> PROBLEMS TO WORK ON:
1: List every sentence in the forum thread on cross-grain veneer and inlay that ends with a question mark.
2: From the forum thread on cross-grain veneer and inlay, quote the passage from "## Walnut_Weasel (Jul" to "with the top.".

> TEXT:

# Cross Grain Veneer/Inlay



## Walnut_Weasel (Jul 30, 2009)

I have a few general questions for the Jocks about veneering and inlaying.

I have begun making an end table and I was thinking about putting some inlay about an inch or so in from the outside edges of the top around all 4 sides. I am concerned that when running the strips across the grain that the inlays may crack/split. Is this something I should think about in the design of the top or will the glue allow for enough movement? What about with thicker "home-made" veneer that is 1/16"? If so could this be prevented using hide glue? The top of this table is only going to be about 20" square but what about larger tops for something like a kitchen table?


----------



## Tony_S (Dec 16, 2009)

The only safe way to do it would be to cross grain the inlay it's self in those sections as well. That way, the inlay will move with the top.

> DATA:
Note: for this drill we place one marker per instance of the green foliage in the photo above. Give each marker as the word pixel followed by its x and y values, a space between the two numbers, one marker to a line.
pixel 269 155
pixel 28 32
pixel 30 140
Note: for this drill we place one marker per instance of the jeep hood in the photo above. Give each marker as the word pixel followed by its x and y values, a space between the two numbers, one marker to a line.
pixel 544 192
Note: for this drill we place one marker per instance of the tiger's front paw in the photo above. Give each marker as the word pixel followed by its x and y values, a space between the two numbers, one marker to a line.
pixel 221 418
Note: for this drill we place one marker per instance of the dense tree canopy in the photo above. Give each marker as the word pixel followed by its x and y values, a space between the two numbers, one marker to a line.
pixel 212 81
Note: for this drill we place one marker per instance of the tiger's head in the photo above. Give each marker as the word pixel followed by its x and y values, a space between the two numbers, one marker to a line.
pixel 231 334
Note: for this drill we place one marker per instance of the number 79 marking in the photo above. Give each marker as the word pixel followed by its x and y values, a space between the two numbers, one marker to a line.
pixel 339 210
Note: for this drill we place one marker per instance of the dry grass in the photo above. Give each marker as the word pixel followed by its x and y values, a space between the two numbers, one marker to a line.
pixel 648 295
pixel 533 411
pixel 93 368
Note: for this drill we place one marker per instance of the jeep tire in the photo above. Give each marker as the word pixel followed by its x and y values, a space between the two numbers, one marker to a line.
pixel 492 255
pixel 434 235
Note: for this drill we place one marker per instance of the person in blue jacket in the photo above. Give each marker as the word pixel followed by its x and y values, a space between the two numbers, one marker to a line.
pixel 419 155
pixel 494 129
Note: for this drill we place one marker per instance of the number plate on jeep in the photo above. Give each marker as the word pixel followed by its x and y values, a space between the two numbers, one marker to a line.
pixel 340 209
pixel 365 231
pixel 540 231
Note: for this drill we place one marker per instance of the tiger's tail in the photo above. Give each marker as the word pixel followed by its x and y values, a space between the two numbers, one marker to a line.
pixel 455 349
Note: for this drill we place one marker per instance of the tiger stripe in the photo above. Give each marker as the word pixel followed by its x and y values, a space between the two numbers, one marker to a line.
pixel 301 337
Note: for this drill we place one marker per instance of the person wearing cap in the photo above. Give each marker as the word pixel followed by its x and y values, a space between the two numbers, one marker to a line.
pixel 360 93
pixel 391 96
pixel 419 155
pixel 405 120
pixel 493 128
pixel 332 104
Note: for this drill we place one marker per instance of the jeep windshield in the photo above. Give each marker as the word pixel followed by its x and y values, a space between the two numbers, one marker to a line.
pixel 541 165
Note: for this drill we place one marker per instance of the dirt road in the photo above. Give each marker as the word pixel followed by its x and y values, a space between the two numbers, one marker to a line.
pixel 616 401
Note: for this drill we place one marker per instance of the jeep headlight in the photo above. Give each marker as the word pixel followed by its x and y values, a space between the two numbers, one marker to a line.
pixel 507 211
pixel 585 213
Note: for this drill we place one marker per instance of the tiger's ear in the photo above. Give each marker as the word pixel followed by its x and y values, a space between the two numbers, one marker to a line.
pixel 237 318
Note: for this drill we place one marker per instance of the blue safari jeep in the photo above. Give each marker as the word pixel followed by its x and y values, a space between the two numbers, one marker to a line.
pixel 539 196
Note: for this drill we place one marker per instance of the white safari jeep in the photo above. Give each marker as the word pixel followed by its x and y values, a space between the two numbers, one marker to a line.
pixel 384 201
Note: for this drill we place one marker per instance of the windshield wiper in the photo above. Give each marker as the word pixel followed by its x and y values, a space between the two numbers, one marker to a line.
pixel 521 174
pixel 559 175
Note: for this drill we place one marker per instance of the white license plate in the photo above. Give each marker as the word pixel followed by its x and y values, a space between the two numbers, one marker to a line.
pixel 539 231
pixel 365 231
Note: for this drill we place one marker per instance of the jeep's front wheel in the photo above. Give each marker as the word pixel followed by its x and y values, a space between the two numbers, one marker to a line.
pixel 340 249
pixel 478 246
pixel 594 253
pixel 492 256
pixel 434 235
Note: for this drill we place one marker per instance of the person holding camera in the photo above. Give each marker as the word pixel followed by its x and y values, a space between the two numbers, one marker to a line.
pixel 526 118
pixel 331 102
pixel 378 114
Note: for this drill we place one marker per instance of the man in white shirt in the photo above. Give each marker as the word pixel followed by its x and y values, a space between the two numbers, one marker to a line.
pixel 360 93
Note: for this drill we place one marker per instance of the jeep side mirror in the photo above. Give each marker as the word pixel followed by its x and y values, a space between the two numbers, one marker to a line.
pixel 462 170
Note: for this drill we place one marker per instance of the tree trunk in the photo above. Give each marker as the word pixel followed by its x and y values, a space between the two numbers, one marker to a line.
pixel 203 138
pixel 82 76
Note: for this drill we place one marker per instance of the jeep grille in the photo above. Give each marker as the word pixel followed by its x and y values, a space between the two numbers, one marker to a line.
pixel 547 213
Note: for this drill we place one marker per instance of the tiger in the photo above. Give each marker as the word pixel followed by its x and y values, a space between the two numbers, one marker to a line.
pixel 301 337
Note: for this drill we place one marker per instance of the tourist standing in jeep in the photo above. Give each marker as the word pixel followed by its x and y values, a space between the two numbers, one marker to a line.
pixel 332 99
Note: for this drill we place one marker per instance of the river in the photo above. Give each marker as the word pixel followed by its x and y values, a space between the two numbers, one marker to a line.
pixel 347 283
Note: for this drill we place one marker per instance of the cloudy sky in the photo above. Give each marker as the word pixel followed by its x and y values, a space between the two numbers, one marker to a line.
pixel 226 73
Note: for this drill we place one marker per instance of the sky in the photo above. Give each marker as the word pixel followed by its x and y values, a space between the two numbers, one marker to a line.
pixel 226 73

> THE SOLUTIONS:
1:
- Is this something I should think about in the design of the top or will the glue allow for enough movement?
- What about with thicker "home-made" veneer that is 1/16"?
- If so could this be prevented using hide glue?
- The top of this table is only going to be about 20" square but what about larger tops for something like a kitchen table?

2:
## Walnut_Weasel (Jul 30, 2009)

I have a few general questions for the Jocks about veneering and inlaying.

I have begun making an end table and I was thinking about putting some inlay about an inch or so in from the outside edges of the top around all 4 sides. I am concerned that when running the strips across the grain that the inlays may crack/split. Is this something I should think about in the design of the top or will the glue allow for enough movement? What about with thicker "home-made" veneer that is 1/16"? If so could this be prevented using hide glue? The top of this table is only going to be about 20" square but what about larger tops for something like a kitchen table?


----------



## Tony_S (Dec 16, 2009)

The only safe way to do it would be to cross grain the inlay it's self in those sections as well. That way, the inlay will move with the top.